AUFGABE 1 >> Liste alle Zeilen der Datensätze unten auf, in denen die Zeichenfolge „plaster“ vorkommt.

TEXTAUSZUG >>
************

Mindestwert in der Elbe erstmals unterschritten
Auch die Elbe ist belastet. Die Sauerstoffgehalte in der hamburgischen Tideelbe liegen aktuell zwischen 3,56 mg/l (Messstation Seemannshöft) und knapp 7 mg/l (Messstation Bunthaus), wie die Hamburger Umweltbehörde auf Anfrage mitteilt. Anfang der Woche seien zum ersten Mal in diesem Jahr der Mindestwert von 4 mg/l zeitweilig unterschritten worden. Die Wassertemperatur der Elbe liege zurzeit mit 21 bis 23 Grad im normalen sommerlichen Bereich.
In der Mittelelbe ist die Algenkonzentration in den vergangenen zwei Wochen deutlich zurückgegangen. Damit sei auch die biogene Sauerstoffproduktion im Gewässer entsprechend abgefallen. Somit werde zurzeit weniger gelöster Sauerstoff über das Wehr in die Tideelbe transportiert. Allerdings steige aktuell die O-Konzentration bei Geesthacht langsam wieder an. Vorhersagen seien schwierig. „Dennoch muss auch in den nächsten Tagen mit fischkritischen Sauerstoffgehalten gerechnet werden“, so der Sprecher der Umweltbehörde.
Wetter in Hamburg: Fischsterben in der Elbe befürchtet
Die Umweltverbände BUND, Nabu und WWF befürchten erneut ein Fischsterben in der Elbe, wie sie bereits am Wochenende warnten. „Es ist mit Blick auf die Wettervorhersage und bei den bereits jetzt besorgniserregend niedrigen Sauerstoffwerten zu befürchten, dass sich die ungewöhnlich große Ausdehnung des Sauerstofflochs aus dem vergangenen Jahr wiederholen wird“, sagte Linda Kahl, Gewässerreferentin beim BUND Hamburg.
Schon deutlich früher als in den vergangenen Jahren seien die Sauerstoffwerte in der Elbe bedenklich niedrig. Auch Nabu-Mann Voß fürchtet „ein Fischsterben wie Ende Juni 2022“. Die Umweltbehörde rät: Beim Auftreten von Fischsterben die Rufnummer 040/428 40-2300 nutzen. Es wird dann das Abfischen der Kadaver veranlasst.

************

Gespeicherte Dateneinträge
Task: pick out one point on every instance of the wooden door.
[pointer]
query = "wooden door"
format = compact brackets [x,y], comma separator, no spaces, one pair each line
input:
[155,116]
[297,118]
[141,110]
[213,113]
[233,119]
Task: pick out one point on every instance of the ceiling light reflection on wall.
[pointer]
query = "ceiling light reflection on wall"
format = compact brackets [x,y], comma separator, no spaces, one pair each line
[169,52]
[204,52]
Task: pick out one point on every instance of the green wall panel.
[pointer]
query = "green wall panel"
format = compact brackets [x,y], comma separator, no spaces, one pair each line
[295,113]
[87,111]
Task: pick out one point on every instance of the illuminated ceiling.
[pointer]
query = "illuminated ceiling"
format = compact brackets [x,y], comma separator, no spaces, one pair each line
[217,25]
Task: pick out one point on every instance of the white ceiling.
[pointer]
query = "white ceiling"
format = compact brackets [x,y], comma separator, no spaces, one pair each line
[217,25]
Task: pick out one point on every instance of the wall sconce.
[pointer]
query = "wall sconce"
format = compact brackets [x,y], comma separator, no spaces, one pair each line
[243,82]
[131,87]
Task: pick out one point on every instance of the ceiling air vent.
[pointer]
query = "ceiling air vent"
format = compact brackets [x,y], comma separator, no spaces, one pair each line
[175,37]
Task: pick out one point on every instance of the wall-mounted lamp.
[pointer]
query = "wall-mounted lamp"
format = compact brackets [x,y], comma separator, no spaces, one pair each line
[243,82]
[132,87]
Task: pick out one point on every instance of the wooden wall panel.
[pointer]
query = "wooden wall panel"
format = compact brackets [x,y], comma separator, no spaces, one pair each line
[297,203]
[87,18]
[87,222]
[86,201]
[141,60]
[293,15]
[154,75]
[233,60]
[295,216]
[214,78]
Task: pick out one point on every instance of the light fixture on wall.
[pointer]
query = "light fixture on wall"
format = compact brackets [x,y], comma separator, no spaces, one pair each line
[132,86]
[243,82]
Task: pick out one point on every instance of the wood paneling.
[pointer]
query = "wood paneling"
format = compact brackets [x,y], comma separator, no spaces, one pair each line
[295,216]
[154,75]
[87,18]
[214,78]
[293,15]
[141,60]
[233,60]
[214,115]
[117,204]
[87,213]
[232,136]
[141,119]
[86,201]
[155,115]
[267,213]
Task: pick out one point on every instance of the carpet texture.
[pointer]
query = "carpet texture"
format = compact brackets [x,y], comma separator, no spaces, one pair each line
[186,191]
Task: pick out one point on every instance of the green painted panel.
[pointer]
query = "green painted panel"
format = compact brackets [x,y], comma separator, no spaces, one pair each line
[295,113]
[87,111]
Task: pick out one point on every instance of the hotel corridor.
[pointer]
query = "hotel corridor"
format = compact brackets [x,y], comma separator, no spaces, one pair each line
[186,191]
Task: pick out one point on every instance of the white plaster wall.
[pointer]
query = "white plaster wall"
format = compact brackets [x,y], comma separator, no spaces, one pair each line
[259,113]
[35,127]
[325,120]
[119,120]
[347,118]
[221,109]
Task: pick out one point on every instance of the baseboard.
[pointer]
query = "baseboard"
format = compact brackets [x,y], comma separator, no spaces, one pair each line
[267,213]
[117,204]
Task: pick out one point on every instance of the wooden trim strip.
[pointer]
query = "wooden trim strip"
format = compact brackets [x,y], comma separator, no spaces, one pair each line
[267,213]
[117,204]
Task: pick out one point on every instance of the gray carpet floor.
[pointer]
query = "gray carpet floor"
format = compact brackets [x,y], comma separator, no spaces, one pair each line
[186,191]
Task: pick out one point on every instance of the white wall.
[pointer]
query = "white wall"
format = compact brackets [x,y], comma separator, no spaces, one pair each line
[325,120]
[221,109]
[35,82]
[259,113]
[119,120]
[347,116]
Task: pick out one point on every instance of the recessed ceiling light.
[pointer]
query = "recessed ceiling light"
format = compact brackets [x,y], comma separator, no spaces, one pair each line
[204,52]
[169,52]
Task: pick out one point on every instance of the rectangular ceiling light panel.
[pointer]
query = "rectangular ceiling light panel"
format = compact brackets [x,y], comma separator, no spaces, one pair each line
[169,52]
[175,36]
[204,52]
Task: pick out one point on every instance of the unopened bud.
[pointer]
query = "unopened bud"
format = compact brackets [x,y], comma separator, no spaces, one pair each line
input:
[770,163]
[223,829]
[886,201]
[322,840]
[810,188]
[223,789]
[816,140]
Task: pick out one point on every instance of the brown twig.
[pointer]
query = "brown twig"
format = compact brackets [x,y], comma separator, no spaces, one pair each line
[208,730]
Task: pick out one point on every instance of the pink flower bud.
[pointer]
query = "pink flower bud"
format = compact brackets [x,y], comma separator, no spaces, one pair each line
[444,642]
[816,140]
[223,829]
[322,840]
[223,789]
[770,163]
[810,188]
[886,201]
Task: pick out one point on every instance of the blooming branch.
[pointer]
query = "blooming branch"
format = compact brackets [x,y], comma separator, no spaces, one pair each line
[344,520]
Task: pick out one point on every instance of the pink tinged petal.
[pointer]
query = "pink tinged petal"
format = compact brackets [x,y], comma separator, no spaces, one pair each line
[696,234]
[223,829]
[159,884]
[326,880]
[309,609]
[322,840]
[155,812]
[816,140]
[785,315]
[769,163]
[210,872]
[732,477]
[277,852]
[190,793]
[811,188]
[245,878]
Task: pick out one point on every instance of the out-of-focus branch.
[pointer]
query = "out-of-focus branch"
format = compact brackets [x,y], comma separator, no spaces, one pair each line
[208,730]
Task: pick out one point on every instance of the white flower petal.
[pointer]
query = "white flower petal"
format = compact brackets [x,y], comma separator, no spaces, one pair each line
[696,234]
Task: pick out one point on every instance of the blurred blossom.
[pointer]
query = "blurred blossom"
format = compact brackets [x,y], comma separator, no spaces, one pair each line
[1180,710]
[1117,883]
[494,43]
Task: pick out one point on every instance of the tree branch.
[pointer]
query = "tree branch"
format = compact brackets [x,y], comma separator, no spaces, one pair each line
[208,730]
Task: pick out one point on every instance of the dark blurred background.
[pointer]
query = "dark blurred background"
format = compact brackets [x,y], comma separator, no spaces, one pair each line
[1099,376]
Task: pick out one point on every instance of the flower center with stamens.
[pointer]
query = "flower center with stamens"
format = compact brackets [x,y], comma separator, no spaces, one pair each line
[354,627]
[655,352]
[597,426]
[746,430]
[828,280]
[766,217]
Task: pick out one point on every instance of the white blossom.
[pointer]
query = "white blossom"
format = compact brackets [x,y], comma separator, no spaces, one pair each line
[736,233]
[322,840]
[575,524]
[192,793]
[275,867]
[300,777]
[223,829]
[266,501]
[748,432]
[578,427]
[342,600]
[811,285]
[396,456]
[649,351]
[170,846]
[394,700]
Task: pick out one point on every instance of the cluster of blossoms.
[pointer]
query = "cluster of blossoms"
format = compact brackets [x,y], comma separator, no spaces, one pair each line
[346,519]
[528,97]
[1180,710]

************

AUFGABE 2 >> In welchem Bereich liegt laut dem Textauszug oben die Wassertemperatur der Elbe zurzeit?

LÖSUNG 1 >>
Task: pick out one point on every instance of the white plaster wall.
query = "white plaster wall"

LÖSUNG 2 >> Zwischen 21 und 23 Grad, also im normalen sommerlichen Bereich.